* [Activity] Using the data beneath, show every line that includes the word "rear".

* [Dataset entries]
------------------------------------------------------------

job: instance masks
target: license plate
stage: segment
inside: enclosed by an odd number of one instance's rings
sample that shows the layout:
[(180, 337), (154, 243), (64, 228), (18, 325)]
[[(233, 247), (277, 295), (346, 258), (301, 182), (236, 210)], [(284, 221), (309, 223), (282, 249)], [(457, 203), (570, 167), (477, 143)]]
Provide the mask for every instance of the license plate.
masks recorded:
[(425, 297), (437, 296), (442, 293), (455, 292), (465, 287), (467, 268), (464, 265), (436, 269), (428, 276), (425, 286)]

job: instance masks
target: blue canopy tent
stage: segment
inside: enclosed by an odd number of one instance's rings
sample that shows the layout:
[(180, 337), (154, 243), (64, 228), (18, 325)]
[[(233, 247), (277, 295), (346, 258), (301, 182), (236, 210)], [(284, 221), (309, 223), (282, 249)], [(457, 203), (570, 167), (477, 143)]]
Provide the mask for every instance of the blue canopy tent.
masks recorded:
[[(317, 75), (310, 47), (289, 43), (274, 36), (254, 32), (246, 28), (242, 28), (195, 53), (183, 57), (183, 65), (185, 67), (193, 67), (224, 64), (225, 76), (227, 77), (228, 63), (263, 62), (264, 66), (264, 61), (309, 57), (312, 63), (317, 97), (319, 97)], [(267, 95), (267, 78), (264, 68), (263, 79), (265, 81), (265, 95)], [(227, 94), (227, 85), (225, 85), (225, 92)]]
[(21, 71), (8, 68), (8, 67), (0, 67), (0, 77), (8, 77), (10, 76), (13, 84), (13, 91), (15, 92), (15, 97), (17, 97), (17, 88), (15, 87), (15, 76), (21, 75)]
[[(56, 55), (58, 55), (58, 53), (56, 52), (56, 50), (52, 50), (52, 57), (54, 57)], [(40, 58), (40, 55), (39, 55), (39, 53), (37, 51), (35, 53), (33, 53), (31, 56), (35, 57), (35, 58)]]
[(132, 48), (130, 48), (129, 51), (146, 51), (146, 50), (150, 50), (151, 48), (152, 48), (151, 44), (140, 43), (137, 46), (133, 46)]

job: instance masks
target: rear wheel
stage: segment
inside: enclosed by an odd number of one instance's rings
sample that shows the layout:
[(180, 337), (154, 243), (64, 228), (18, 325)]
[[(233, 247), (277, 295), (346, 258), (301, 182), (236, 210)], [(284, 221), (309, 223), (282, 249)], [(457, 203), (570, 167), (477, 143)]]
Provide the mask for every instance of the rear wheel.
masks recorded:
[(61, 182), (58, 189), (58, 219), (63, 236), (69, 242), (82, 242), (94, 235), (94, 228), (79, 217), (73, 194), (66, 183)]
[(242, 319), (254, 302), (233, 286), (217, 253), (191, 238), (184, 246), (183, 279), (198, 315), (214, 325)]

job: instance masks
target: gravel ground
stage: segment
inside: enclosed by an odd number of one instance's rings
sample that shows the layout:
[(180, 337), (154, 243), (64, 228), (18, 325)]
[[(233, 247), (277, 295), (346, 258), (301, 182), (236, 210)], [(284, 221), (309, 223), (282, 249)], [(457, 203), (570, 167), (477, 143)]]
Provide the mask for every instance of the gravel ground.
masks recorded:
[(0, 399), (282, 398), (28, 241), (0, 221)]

------------------------------------------------------------

* [Written solution]
target: rear wheel
Provide the mask for every instance of the rear wheel.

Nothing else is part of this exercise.